*Requirements*: Take the line containing "Tag the white shorts" and every line after it in the data below, and print them exactly as given, with nothing else.

^^^^^^^^^^^^^^^^

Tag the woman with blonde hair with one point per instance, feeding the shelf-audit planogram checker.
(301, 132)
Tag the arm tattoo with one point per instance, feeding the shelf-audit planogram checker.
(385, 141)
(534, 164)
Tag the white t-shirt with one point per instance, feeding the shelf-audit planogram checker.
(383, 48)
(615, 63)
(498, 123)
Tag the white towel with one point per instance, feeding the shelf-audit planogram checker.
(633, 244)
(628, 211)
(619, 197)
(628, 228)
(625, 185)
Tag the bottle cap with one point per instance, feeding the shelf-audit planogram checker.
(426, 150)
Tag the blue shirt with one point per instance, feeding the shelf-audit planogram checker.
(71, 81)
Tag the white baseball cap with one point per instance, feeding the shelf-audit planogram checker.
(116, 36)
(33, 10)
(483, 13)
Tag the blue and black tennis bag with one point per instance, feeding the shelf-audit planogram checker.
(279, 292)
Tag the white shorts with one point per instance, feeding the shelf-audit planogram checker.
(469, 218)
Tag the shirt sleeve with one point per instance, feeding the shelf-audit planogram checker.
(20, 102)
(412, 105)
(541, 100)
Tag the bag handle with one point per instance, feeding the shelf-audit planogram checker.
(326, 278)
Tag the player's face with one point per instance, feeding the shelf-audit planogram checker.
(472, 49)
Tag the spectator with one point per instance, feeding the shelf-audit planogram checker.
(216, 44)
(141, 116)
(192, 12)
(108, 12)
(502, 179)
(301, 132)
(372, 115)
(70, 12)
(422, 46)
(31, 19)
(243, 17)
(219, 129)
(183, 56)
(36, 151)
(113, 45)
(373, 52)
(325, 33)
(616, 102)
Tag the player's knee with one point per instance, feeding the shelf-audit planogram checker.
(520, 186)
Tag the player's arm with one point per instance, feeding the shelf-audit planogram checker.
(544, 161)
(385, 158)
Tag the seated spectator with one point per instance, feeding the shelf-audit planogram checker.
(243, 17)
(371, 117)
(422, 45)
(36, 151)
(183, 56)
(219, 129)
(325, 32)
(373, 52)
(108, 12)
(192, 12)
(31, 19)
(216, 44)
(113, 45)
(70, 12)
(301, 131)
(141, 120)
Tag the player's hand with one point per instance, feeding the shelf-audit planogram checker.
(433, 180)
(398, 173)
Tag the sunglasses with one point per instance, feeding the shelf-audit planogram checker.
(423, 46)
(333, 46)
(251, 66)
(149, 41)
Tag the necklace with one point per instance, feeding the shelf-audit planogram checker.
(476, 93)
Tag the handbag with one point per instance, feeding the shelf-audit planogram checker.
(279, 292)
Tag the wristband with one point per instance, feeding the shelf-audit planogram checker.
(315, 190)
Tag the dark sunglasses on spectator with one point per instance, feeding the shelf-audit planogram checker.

^^^^^^^^^^^^^^^^

*Completed task*:
Tag the white shorts with one point per instance, feeding the shelf-audit planogram checker.
(469, 218)
Tag the shirt sleeve with one point per instance, feeding the shelf-audit planogram checker.
(20, 102)
(412, 105)
(541, 100)
Tag the bag handle with one point per instance, feeding the shelf-audit planogram checker.
(326, 278)
Tag the player's face with one point per instance, feeding the shelf-audit planogram checker.
(472, 49)
Tag the spectator with one point per instance, feeding the shelf-audit planogram checker.
(216, 44)
(141, 116)
(192, 12)
(108, 12)
(502, 179)
(301, 132)
(372, 115)
(70, 12)
(422, 46)
(31, 19)
(243, 17)
(219, 129)
(183, 56)
(36, 151)
(113, 45)
(373, 52)
(325, 33)
(616, 102)
Tag the player's knee with one point per instance, feeding the shelf-audit planogram checker.
(520, 186)
Tag the player's arm with one point per instance, feeding the shelf-audit planogram checker.
(544, 161)
(385, 158)
Tag the seated spectator with one point per instance, feeding the shelf-audit planogram checker.
(243, 17)
(371, 117)
(422, 45)
(36, 151)
(183, 56)
(219, 129)
(325, 32)
(373, 52)
(108, 12)
(192, 12)
(31, 19)
(216, 44)
(113, 45)
(70, 12)
(301, 131)
(141, 120)
Tag the player's hand with one point per instance, feeding the shelf-audit planogram checker.
(433, 180)
(398, 173)
Tag the sunglasses with one point per instance, feeding the shelf-audit planogram checker.
(423, 46)
(333, 46)
(251, 66)
(149, 41)
Tag the necklace with one point per instance, feeding the shelf-audit planogram checker.
(476, 93)
Tag the handbag with one point per instance, feeding the shelf-audit planogram checker.
(279, 292)
Tag the wristband with one point per instance, feeding the shelf-audit planogram checker.
(315, 190)
Tag the dark sunglasses on spectator with one point per instance, feeding the shelf-audit planogram checker.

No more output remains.